▶ _Task requirements_
A - Translate this sentence from the profile of Stephen Freeland into Spanish: "Stephen Freeland is an evolutionary biologist whose research focuses upon how and why life on our planet evolved a system of genetic encoding."
B - Update the Freeland profile, everything from "The People of" down to "in the USA.", putting "marine biology" in place of "zoology".
C - Answer these questions from the Freeland profile:
(i) In what year was Stephen tenured at UMBC?
(ii) Where did he relocate in 2009?
(iii) What position did he hold at UMBC after returning in 2013?

*** Passage to read ***

The People of
Famelab

Steve Freeland

UMBC

blog-post-fpo

Stephen Freeland is an evolutionary biologist whose research focuses upon how and why life on our planet evolved a system of genetic encoding.

He received Bachelor’s degree in zoology from Oxford University, a Master’s degree in Computing and Mathematics from the University of York, UK, and a Ph.D from Cambridge University’s Department of Genetics before crossing the Atlantic to pursue a scientific career in the USA.

A Human Frontiers Science Program post-doctoral fellowship at Princeton University led to a faculty position in bioinformatics at UMBC, where Stephen was tenured in 2007. His subsequent marriage to a member of the US Navy led him to relocate to Hawaii in 2009 where he worked as the project manager for the University of Hawaii node of the NASA Astrobiology Institute – the UHNAI – supervising a highly interdisciplinary team of scientists who seek to understand how habitable environments are formed within the cosmos. Throughout this period, his research focus has been how and why life on our planet established a system of genetic coding (“the evolution of the genetic code”).

In 2013, Stephen returned to UMBC as Director of the Interdisciplinary Studies Program (INDS) where he complements his research interests in astrobiology, with a focus upon the interface of science and religion and (more recently) using the full spectrum of creative arts to visualize and communicate social science, natural science and engineering.

*** End of Passage to read ***
*** Dataset content ***

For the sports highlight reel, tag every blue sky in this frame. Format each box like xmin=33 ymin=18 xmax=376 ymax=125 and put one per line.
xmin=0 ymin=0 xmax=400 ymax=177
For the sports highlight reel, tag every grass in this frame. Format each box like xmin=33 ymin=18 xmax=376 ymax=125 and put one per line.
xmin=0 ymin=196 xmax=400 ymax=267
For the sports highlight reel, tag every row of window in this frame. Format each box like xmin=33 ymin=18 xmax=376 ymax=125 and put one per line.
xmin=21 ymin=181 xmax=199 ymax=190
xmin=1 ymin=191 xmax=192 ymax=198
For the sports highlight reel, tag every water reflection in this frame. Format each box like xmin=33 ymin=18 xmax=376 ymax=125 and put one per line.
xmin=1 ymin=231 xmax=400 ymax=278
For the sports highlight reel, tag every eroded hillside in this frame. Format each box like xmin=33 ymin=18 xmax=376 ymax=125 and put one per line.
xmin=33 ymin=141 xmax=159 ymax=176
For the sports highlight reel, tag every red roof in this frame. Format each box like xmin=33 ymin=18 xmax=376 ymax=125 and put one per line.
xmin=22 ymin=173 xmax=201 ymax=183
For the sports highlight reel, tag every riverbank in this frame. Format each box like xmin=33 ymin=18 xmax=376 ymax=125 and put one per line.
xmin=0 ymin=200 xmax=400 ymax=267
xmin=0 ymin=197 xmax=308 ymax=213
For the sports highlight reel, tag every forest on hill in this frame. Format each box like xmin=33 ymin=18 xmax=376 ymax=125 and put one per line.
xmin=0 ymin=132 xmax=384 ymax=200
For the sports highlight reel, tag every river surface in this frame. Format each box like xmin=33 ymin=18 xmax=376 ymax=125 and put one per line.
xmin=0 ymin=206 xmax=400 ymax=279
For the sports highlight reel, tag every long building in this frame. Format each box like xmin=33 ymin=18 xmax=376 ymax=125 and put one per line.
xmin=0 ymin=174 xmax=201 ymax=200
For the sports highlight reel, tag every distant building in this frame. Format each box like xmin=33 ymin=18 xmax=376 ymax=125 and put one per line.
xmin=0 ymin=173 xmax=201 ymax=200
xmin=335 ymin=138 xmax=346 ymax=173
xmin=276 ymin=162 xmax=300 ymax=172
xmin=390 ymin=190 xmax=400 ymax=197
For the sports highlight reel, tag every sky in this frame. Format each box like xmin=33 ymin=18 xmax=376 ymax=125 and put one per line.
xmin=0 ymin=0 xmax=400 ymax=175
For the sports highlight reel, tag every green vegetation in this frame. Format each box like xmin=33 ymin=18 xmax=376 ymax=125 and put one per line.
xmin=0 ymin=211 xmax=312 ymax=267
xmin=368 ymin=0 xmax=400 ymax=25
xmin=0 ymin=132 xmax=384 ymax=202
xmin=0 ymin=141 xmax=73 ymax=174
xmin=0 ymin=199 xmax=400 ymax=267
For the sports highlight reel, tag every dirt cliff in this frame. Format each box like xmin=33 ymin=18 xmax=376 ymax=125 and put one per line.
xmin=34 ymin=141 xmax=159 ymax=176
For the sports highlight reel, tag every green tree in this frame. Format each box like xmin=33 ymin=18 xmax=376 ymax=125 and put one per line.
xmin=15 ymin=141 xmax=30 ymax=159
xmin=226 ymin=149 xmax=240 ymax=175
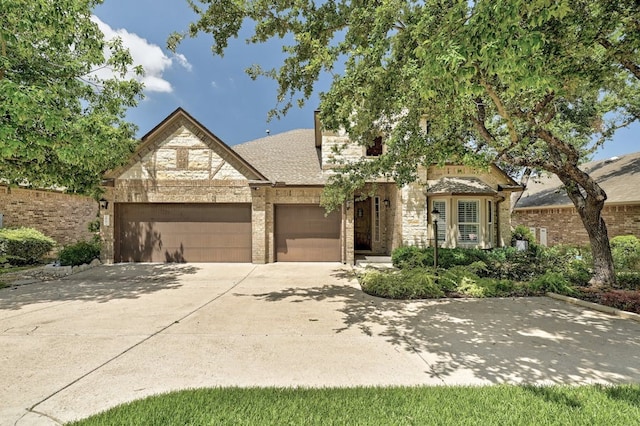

*** End of Dataset content ***

▶ _Response list_
A - Stephen Freeland es un biólogo evolutivo cuya investigación se centra en cómo y por qué la vida en nuestro planeta desarrolló un sistema de codificación genética.

B -
The People of
Famelab

Steve Freeland

UMBC

blog-post-fpo

Stephen Freeland is an evolutionary biologist whose research focuses upon how and why life on our planet evolved a system of genetic encoding.

He received Bachelor’s degree in marine biology from Oxford University, a Master’s degree in Computing and Mathematics from the University of York, UK, and a Ph.D from Cambridge University’s Department of Genetics before crossing the Atlantic to pursue a scientific career in the USA.

C -
(i) 2007
(ii) Hawaii
(iii) Director of the Interdisciplinary Studies Program (INDS)